* **AIM OF THE TASK**
Convert every line of the rows below into a JSON list of strings, one string per line, skipping blank lines. Leave the photos out of your answer.

Coordinate labeling rows

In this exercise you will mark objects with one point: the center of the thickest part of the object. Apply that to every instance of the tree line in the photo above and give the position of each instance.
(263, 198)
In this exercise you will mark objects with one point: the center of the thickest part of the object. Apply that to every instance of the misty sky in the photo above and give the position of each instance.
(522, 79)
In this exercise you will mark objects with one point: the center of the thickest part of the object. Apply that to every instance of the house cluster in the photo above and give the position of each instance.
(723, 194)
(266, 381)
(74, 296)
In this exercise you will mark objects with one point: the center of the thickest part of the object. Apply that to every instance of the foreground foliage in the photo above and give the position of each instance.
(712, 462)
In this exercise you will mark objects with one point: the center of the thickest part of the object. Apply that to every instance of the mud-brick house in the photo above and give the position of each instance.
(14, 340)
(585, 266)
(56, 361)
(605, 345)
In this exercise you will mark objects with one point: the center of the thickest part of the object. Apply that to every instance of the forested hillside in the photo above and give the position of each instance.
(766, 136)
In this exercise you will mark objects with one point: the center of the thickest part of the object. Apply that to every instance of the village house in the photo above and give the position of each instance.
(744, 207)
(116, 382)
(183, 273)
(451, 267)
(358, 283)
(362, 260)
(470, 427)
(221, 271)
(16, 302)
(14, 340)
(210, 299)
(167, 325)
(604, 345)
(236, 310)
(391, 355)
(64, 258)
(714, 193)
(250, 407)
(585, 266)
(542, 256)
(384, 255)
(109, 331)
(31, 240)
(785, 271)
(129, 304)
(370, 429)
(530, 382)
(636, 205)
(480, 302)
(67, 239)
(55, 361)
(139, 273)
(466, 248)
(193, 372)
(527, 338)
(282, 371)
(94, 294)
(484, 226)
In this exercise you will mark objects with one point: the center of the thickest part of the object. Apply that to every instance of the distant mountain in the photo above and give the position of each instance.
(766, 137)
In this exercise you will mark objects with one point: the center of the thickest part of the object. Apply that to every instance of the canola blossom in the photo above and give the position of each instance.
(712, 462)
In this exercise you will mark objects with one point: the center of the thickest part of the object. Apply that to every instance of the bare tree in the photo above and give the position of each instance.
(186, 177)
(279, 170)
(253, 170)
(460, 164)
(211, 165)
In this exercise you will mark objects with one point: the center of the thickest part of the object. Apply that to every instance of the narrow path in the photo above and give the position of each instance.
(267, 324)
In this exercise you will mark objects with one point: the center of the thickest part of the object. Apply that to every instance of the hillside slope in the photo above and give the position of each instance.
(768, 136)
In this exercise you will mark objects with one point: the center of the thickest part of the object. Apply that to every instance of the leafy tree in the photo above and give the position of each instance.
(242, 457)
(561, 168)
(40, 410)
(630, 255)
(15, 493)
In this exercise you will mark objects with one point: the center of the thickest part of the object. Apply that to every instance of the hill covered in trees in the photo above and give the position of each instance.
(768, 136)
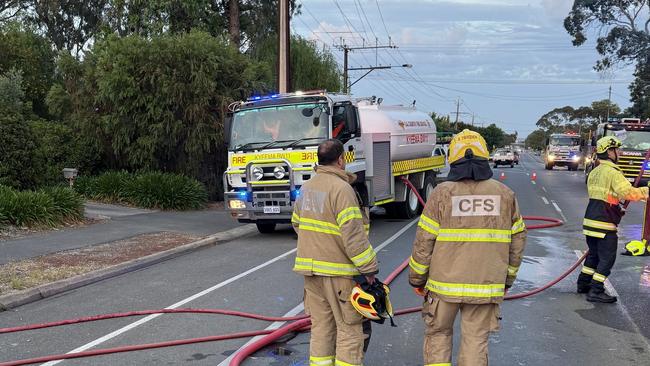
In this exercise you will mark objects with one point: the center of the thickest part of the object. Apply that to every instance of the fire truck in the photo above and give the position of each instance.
(563, 149)
(635, 136)
(272, 143)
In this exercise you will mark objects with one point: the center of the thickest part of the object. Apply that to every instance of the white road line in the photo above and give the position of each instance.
(276, 325)
(559, 210)
(174, 306)
(301, 306)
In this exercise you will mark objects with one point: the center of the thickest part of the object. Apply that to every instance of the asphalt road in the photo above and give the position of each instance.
(254, 274)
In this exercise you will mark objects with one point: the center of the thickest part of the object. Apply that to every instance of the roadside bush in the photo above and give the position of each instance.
(68, 204)
(164, 191)
(47, 207)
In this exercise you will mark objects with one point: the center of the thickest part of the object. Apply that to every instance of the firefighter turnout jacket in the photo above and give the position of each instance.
(607, 186)
(332, 227)
(469, 243)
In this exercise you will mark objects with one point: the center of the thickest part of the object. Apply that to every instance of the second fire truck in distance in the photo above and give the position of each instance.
(635, 136)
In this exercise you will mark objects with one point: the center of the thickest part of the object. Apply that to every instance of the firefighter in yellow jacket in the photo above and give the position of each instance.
(467, 251)
(607, 186)
(333, 247)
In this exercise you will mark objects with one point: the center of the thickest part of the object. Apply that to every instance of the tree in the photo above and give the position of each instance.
(311, 68)
(623, 26)
(535, 140)
(23, 50)
(159, 103)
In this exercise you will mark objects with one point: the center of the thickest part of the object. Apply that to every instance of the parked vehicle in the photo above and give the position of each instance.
(504, 157)
(272, 151)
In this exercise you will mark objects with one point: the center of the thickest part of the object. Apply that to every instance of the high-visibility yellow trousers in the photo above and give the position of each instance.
(477, 321)
(337, 336)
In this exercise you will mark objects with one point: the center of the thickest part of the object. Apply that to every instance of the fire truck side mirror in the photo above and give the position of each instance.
(227, 126)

* **FINAL RESULT**
[
  "In this exercise you will mark objects with one point: the center of the thickest part of the object. Apply that to every instance of the tree line in the photo above and give the position of each instance.",
  "(263, 198)",
  "In this exercise you will mark objects with one point: the center of the thickest part of the object. Apply that to every instance of the misty sky in the photo above and give the position of each instance.",
  "(522, 79)",
  "In this exercise you will mark objects with one point: the center of the thickest part of the object. Apply that to every instance of the house cluster in the photo above and give the position of each instance.",
  "(723, 194)",
  "(266, 381)",
  "(74, 296)",
  "In this exercise you will mark objects with one point: the center of the thickest part of the object. Apply that to every instance of the foreground foliage in the photo above and give the position of each instance.",
  "(712, 462)",
  "In this exercise you will mark objects with one point: the center of the thickest part of the object. Apply that to every instance of the mud-brick house in the photo above and give the position of each instance.",
  "(14, 340)",
  "(585, 266)",
  "(56, 361)",
  "(605, 345)",
  "In this exercise you will mark objects with one point: the center of the thickest part of the object. Apply that to every instance of the forested hillside in the photo above and give the position of each instance.",
  "(766, 136)",
  "In this exercise you will mark objects with one point: the center of the thickest part of the object. Apply that to every instance of the village house in the photo above and give the position of each instance.",
  "(744, 207)",
  "(116, 382)",
  "(183, 273)",
  "(451, 267)",
  "(358, 283)",
  "(362, 260)",
  "(470, 427)",
  "(221, 271)",
  "(16, 302)",
  "(14, 340)",
  "(210, 299)",
  "(167, 325)",
  "(604, 345)",
  "(236, 310)",
  "(391, 355)",
  "(64, 258)",
  "(714, 193)",
  "(250, 407)",
  "(585, 266)",
  "(542, 256)",
  "(384, 255)",
  "(109, 331)",
  "(31, 240)",
  "(785, 271)",
  "(129, 304)",
  "(370, 429)",
  "(530, 382)",
  "(636, 205)",
  "(480, 302)",
  "(67, 239)",
  "(55, 361)",
  "(139, 273)",
  "(466, 248)",
  "(193, 372)",
  "(527, 338)",
  "(282, 371)",
  "(94, 294)",
  "(484, 226)",
  "In this exercise you will mark objects with one point: the center of the thickest part of the object. Apply that to every instance of the distant mountain in the photo above and give the position of each instance.",
  "(766, 137)",
  "In this exercise you will mark objects with one point: the center of the thickest part of the object. Apply that to every instance of the canola blossom in the photo above and give the position of each instance.",
  "(712, 462)",
  "In this exercise you will mark objects with one point: the center of the thickest part of the object. Apply that to every instance of the bare tree in the photo above and give the position of each instance.",
  "(186, 177)",
  "(279, 170)",
  "(253, 170)",
  "(460, 164)",
  "(211, 165)",
  "In this exercise you will mark objects with one point: the center of the thickest part of the object. Apply that to every instance of the narrow path in the photo above and give the position of each instance.",
  "(267, 324)",
  "In this exercise you will mark objects with one point: the center of the thickest part of the object. Apply that to every instance of the hillside slope in the photo above and give the position of each instance.",
  "(768, 136)",
  "In this exercise you will mark objects with one point: the center of the thickest part of the object. Apply that to every instance of the leafy tree in the photo above and give the position of each instance.",
  "(242, 457)",
  "(561, 168)",
  "(40, 410)",
  "(630, 255)",
  "(15, 493)",
  "In this exercise you will mark objects with one point: the center of the thickest part of the object. Apply that to every instance of the hill covered in trees in the photo above and give the position of each instance.",
  "(768, 136)",
  "In this exercise you will mark objects with one point: the center of the thickest part of the object. Apply that to every instance of the fire truck in the photo above and give the position of each instance.",
  "(563, 149)",
  "(635, 136)",
  "(272, 143)",
  "In this exercise you will mark objects with one point: the center of the thickest part of the object. Apply that to every instance of the white road line in the photo above and give the position of each instance.",
  "(276, 325)",
  "(559, 210)",
  "(174, 306)",
  "(301, 306)",
  "In this exercise you will mark objects with one point: the center of the thickest part of the object. Apply that to every instance of the asphalt road in the photo above and give the position of each instance.",
  "(254, 274)",
  "In this exercise you will mark objects with one point: the center of the thickest part of the object. Apply that to every instance of the roadside bush in the photo above and give the position of each instance.",
  "(68, 204)",
  "(164, 191)",
  "(47, 207)",
  "In this exercise you will mark objects with one point: the center of the thickest part of the object. Apply that to every instance of the firefighter turnout jacket in the photo above and give the position of each instance.",
  "(607, 186)",
  "(332, 227)",
  "(469, 243)",
  "In this exercise you will mark objects with one point: the center of the thickest part of the object. Apply that to every instance of the second fire truck in distance in the photo above and give the position of each instance.",
  "(635, 136)",
  "In this exercise you will mark objects with one point: the center of the thickest part of the object. Apply that to every instance of the firefighter in yellow jacket in the photo above and give the position of each instance.",
  "(467, 251)",
  "(607, 186)",
  "(333, 247)",
  "In this exercise you will mark objects with one point: the center of the thickest part of the object. Apply that to every instance of the tree in the photo above and give the position of each instance.",
  "(311, 68)",
  "(623, 26)",
  "(535, 140)",
  "(23, 50)",
  "(159, 103)",
  "In this exercise you will mark objects with one point: the center of the thickest part of the object. Apply that to every instance of the parked vehicle in the photo above and give the position of each instance.",
  "(504, 157)",
  "(272, 151)",
  "In this exercise you will mark objects with one point: the center of the thickest part of the object. Apply that to every instance of the high-visibility yellow trousers in the photo above and give the position of each instance.",
  "(477, 321)",
  "(337, 336)",
  "In this exercise you will mark objects with one point: the center of the thickest part of the object. Apply that to every instance of the fire truck side mirror in the photo above and give the position of each instance.",
  "(227, 126)"
]